Print every one of the rows below again, word for word and line for line, without changing anything.

[begin Stored rows]

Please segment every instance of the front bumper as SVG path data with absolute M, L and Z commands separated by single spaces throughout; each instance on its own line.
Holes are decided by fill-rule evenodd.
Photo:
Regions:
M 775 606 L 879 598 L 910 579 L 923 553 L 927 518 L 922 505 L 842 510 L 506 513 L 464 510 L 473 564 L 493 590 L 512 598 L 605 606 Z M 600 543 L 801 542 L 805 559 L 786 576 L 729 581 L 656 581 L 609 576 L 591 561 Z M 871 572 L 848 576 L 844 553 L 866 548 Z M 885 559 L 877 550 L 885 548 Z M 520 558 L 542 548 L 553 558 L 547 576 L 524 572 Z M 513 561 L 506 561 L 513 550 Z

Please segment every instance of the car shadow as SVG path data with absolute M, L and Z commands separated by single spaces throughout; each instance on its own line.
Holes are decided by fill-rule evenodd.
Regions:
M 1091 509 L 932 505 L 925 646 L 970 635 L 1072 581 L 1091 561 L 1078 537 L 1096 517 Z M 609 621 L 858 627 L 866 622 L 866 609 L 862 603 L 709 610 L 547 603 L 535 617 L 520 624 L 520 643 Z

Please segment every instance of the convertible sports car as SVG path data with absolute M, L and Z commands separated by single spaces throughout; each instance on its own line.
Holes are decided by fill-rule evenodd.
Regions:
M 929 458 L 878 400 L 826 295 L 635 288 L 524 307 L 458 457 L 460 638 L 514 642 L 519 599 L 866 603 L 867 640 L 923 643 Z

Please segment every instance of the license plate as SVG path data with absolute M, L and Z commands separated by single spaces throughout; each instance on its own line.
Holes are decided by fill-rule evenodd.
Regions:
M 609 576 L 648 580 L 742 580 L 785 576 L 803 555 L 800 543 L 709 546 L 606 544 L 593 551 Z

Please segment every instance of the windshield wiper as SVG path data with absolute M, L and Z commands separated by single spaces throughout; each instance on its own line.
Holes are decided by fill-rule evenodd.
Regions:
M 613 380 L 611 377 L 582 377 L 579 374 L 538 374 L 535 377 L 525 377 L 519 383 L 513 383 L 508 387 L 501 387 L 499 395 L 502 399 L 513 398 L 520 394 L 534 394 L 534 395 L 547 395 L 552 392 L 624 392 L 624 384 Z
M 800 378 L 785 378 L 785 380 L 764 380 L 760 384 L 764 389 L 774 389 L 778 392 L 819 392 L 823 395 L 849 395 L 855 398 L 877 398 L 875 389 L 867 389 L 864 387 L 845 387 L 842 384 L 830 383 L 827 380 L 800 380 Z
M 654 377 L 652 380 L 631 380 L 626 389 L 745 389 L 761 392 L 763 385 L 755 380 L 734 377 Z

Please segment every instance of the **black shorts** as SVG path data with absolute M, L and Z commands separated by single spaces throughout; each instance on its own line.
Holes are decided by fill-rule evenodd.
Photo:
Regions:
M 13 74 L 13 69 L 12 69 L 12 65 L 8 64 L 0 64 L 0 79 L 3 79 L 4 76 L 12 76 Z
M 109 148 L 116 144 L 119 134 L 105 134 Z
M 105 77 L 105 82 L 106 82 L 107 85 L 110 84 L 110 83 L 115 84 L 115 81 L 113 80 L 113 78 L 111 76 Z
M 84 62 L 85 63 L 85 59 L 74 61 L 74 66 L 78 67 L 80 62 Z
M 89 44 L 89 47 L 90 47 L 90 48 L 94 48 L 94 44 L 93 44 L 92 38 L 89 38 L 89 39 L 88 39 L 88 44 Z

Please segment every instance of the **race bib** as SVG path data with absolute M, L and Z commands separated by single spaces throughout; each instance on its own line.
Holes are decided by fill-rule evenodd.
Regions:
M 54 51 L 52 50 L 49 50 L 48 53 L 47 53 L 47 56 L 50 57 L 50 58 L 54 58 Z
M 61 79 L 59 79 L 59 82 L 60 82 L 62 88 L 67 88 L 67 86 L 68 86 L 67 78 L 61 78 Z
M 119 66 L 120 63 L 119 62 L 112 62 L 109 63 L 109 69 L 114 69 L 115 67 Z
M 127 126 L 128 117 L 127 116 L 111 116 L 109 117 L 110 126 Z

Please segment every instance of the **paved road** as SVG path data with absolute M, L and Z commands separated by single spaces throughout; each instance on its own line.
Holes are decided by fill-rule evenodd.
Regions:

[end Stored rows]

● **Answer to this problem**
Please segment every instance of the front bumper as SVG path data with absolute M, L and Z commands separated by single spaces throughout; each instance on its own line.
Holes are decided by fill-rule evenodd.
Photo:
Regions:
M 775 606 L 879 598 L 910 579 L 923 553 L 927 518 L 922 505 L 842 510 L 506 513 L 464 510 L 473 564 L 493 590 L 512 598 L 605 606 Z M 600 543 L 801 542 L 805 559 L 786 576 L 729 581 L 656 581 L 609 576 L 591 561 Z M 871 572 L 848 576 L 844 553 L 866 548 Z M 885 559 L 877 550 L 885 548 Z M 520 558 L 542 548 L 553 558 L 547 576 L 524 572 Z M 513 561 L 506 561 L 513 550 Z

Please segment every instance of the car shadow as SVG path data with absolute M, L and Z commands separated by single spaces throughout; each instance on its own line.
Holes are decided by fill-rule evenodd.
Regions:
M 1091 509 L 932 505 L 925 646 L 970 635 L 1072 581 L 1091 561 L 1078 537 L 1096 517 Z M 609 621 L 858 627 L 866 622 L 866 609 L 862 603 L 709 610 L 547 603 L 535 617 L 520 624 L 520 643 Z

Please segment every instance of the convertible sports car as SVG path data with absolute M, L and Z commands separated by single spaces throughout; each instance on its own line.
Holes are decided by fill-rule evenodd.
Regions:
M 929 458 L 878 400 L 826 295 L 635 288 L 524 307 L 458 457 L 460 638 L 514 642 L 519 599 L 866 603 L 867 640 L 923 643 Z

Please segment every instance of the license plate as SVG path data with absolute M, L and Z commands separated by single spaces throughout; each instance on its own line.
Holes are decided by fill-rule evenodd.
Regions:
M 609 576 L 648 580 L 742 580 L 785 576 L 803 555 L 800 543 L 709 546 L 606 544 L 593 551 Z

Please segment every instance of the windshield wiper as SVG path data with absolute M, L and Z commands separated by single spaces throughout; each instance on its own line.
Holes are decided by fill-rule evenodd.
Regions:
M 613 380 L 611 377 L 582 377 L 579 374 L 538 374 L 535 377 L 525 377 L 519 383 L 513 383 L 508 387 L 501 387 L 499 395 L 502 399 L 513 398 L 520 394 L 534 394 L 534 395 L 547 395 L 552 392 L 624 392 L 624 384 Z
M 800 378 L 785 378 L 785 380 L 764 380 L 760 384 L 764 389 L 774 389 L 778 392 L 819 392 L 823 395 L 849 395 L 855 398 L 877 398 L 875 389 L 867 389 L 864 387 L 845 387 L 842 384 L 830 383 L 827 380 L 800 380 Z
M 654 377 L 652 380 L 631 380 L 626 389 L 745 389 L 761 392 L 763 385 L 755 380 L 734 377 Z

Please segment every instance of the **black shorts** as SVG path data with absolute M, L and Z commands separated by single spaces throughout; each instance on its own line.
Holes are decided by fill-rule evenodd.
Photo:
Regions:
M 13 74 L 13 69 L 12 69 L 12 65 L 8 64 L 0 64 L 0 79 L 3 79 L 4 76 L 12 76 Z
M 109 148 L 116 144 L 119 134 L 105 134 Z
M 105 77 L 105 82 L 106 82 L 107 85 L 110 84 L 110 83 L 115 84 L 115 81 L 113 80 L 113 78 L 111 76 Z
M 84 62 L 85 63 L 85 59 L 74 61 L 74 66 L 78 67 L 80 62 Z
M 89 44 L 89 47 L 90 47 L 90 48 L 94 48 L 94 44 L 93 44 L 92 38 L 89 38 L 89 39 L 88 39 L 88 44 Z

Please segment every instance of the **race bib** as SVG path data with absolute M, L and Z commands separated by single spaces throughout; each instance on its own line.
Holes are decided by fill-rule evenodd.
Regions:
M 54 51 L 52 50 L 49 50 L 48 53 L 47 53 L 47 56 L 50 57 L 50 58 L 54 58 Z
M 61 79 L 59 79 L 59 82 L 60 82 L 62 88 L 67 88 L 67 86 L 68 86 L 67 78 L 61 78 Z
M 119 66 L 120 63 L 119 62 L 112 62 L 109 63 L 109 69 L 114 69 L 115 67 Z
M 127 126 L 128 117 L 127 116 L 111 116 L 109 117 L 110 126 Z

Please segment every instance of the **paved road** as SVG path data with absolute M, L and Z commands separated by single spaces throughout; each instance on its own line.
Holes are decided by fill-rule evenodd.
Regions:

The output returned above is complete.